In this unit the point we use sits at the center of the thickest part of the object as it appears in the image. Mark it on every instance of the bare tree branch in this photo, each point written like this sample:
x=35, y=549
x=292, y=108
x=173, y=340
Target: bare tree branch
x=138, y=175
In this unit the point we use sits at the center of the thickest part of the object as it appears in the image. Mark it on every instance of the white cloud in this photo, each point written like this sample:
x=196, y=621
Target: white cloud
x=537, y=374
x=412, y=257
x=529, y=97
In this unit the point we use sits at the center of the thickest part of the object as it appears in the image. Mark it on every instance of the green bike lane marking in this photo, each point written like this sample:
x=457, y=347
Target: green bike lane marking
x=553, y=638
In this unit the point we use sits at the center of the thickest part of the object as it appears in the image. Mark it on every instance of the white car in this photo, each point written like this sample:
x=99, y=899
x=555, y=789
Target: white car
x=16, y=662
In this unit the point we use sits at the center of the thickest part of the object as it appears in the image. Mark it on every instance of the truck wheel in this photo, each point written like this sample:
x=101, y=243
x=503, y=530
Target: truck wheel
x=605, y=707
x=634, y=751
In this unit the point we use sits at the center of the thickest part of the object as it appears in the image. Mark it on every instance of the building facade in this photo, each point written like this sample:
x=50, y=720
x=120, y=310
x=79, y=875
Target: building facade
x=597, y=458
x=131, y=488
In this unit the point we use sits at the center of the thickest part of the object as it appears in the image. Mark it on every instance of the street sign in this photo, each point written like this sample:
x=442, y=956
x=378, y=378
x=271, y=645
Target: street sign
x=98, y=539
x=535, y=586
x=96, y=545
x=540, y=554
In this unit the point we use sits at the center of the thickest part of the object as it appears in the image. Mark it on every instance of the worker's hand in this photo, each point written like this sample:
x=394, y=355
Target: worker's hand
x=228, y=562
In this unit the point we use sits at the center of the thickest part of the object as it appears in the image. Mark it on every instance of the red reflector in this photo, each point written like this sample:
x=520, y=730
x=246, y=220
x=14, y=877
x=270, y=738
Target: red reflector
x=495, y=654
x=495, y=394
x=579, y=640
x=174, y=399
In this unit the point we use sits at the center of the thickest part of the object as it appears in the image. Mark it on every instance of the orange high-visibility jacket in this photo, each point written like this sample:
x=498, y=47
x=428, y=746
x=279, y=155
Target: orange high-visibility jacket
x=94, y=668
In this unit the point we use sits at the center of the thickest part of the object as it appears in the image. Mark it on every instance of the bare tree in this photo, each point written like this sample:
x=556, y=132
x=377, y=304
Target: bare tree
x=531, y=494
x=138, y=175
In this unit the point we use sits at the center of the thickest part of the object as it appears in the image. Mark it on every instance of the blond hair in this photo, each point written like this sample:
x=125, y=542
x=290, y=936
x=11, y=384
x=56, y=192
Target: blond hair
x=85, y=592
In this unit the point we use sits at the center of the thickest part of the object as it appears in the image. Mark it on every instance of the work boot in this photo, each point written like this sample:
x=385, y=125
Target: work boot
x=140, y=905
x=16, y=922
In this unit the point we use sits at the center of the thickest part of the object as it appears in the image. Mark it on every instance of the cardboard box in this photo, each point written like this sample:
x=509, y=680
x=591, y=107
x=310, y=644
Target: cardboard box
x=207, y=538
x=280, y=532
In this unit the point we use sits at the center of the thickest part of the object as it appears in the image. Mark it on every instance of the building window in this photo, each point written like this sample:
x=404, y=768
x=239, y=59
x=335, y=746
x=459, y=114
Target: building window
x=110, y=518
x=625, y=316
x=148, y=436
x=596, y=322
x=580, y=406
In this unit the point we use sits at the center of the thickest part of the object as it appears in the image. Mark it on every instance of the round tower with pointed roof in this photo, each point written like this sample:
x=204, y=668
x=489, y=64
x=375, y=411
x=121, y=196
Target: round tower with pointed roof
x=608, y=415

•••

Repeat all of the lines above, switching every "thickest part" to "widest part" and leaving the rest as it is.

> [COMPLETED TASK]
In this unit the point we use sits at the center of the widest part of the object as it appears in the image. Mark it on every instance of the bare tree branch in this photo, each point written like this sample:
x=35, y=549
x=292, y=108
x=173, y=340
Target: bare tree branch
x=138, y=175
In this unit the point we use sits at the center of the widest part of the object as it appears in the image. Mark it on every instance of the white cloud in this photo, each point written like this sample:
x=196, y=621
Target: white cloud
x=537, y=374
x=412, y=257
x=529, y=97
In this unit the point we use sits at the center of the widest part of the object as it appears in the image. Mark it on every instance of the green bike lane marking in this photo, each point written like this sample:
x=457, y=347
Target: green bike lane marking
x=553, y=638
In this unit the point we use sits at the center of the widest part of the object as it appears in the image. Mark it on every instance of the white car in this photo, each point written like this sample:
x=99, y=899
x=555, y=789
Target: white car
x=16, y=662
In this unit the point we use sits at the center of the widest part of the object as it appears in the image. Mark it on every instance of the truck wheel in this photo, each point written like this sample:
x=101, y=243
x=503, y=530
Target: truck wheel
x=605, y=707
x=634, y=751
In this unit the point we use sits at the center of the widest part of the object as it appears in the image. Mark it on every instance of the building facade in this photo, each point written like this sample:
x=50, y=720
x=120, y=310
x=79, y=875
Target: building facade
x=597, y=458
x=131, y=488
In this unit the point we use sits at the center of the widest part of the object as it appears in the image. Mark it on every instance of the street sign in this photo, each point written like this sample:
x=442, y=956
x=378, y=378
x=271, y=645
Target: street sign
x=98, y=539
x=535, y=586
x=96, y=545
x=540, y=554
In this unit the point we use sits at the center of the widest part of the object as it appears in the image. Mark it on every instance of the worker's hand in this photo, each point written like this sample:
x=394, y=355
Target: worker's hand
x=228, y=562
In this unit the point we use sits at the center of the widest part of the object as it appears in the image. Mark it on every instance of the red reflector in this photo, each point written like this sample:
x=520, y=730
x=246, y=220
x=14, y=877
x=270, y=738
Target: red reflector
x=495, y=654
x=495, y=394
x=579, y=640
x=174, y=399
In this unit the point we use sits at the center of the widest part of the object as it appears in the image. Mark it on every instance of the orange high-visibility jacket in this photo, each point written like this sample:
x=498, y=47
x=428, y=746
x=279, y=155
Target: orange high-visibility jacket
x=94, y=668
In this unit the point we use sits at the center of the widest part of the object as it appears in the image. Mark it on every instance of the bare tree in this photo, each point written like this sample:
x=556, y=132
x=377, y=304
Target: bare tree
x=531, y=494
x=138, y=175
In this unit the point we use sits at the center of the widest part of the object as it appears in the image. Mark it on every instance of the blond hair in this photo, each point written like this sample:
x=125, y=542
x=290, y=936
x=11, y=384
x=56, y=192
Target: blond hair
x=85, y=592
In this unit the point we use sits at the center of the widest part of the object as it appears in the image. Mark it on every instance of the work boot in this photo, each point written like this sample:
x=385, y=125
Target: work boot
x=140, y=905
x=16, y=922
In this unit the point we use sits at the center of the widest part of the object as it appears in the image. Mark it on every instance of the cardboard box in this photo, each point written like this sample:
x=509, y=680
x=591, y=107
x=310, y=644
Target: cardboard box
x=207, y=538
x=280, y=532
In this unit the point we use sits at the center of the widest part of the object as it appears in the image. Mark it on every instance of the building window in this photo, each point written like this sample:
x=404, y=768
x=239, y=59
x=335, y=746
x=459, y=114
Target: building window
x=110, y=518
x=625, y=316
x=148, y=436
x=596, y=322
x=580, y=406
In this unit the point we use sits at the center of the widest part of the object as it appears in the image. Mark it on every instance of the round tower with pointed roof in this photo, each point written like this sample:
x=204, y=668
x=489, y=64
x=375, y=411
x=121, y=196
Target: round tower with pointed roof
x=608, y=415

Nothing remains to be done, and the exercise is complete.